What this task involves :: Scan the entries below for the word "water", then copy each line that holds it.

Data supplied ::
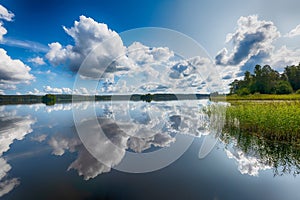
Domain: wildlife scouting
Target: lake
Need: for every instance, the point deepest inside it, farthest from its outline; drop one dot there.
(147, 151)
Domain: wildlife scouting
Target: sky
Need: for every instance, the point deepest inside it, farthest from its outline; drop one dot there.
(43, 44)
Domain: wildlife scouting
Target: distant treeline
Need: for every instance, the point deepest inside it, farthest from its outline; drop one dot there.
(266, 80)
(51, 99)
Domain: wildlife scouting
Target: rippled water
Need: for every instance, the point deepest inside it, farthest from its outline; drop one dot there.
(42, 156)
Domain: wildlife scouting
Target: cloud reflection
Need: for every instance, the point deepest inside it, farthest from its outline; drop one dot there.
(12, 127)
(138, 128)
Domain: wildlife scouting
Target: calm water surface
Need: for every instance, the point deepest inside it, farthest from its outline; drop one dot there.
(42, 156)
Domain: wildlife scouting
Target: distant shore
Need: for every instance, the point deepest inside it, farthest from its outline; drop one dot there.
(51, 99)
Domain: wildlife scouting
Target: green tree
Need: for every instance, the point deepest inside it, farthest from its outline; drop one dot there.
(293, 76)
(284, 87)
(49, 99)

Response to the task ::
Target: rippled water
Target: calm water surface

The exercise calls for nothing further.